Format the rows below as a numbered list, skipping any blank lines and leaving out the pictures.
──────── Material supplied ────────
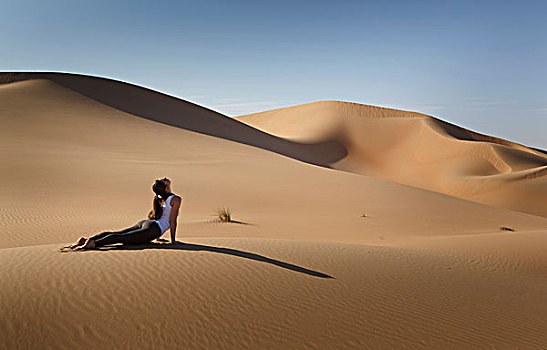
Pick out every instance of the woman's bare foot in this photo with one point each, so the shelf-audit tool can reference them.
(80, 241)
(89, 244)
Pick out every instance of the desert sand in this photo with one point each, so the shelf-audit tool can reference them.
(358, 227)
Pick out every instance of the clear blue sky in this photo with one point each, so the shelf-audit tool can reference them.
(479, 64)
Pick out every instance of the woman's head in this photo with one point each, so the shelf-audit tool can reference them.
(162, 189)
────────
# [Correct response]
1. Pick out every instance of the woman's bare foot in this photo with one point each, so the shelf-audit tool can reference them.
2. (80, 241)
3. (89, 244)
4. Pick out every instance of the desert sand in this photo with one point each, so the shelf-audit tool can reference them.
5. (358, 227)
6. Pick out every instance of the clear blue sky in this photo with one point each, so the shelf-audit tool can reference them.
7. (479, 64)
8. Pick out every instance of the woman's head in this photo with one point each, so the shelf-audit tool can reference them.
9. (162, 189)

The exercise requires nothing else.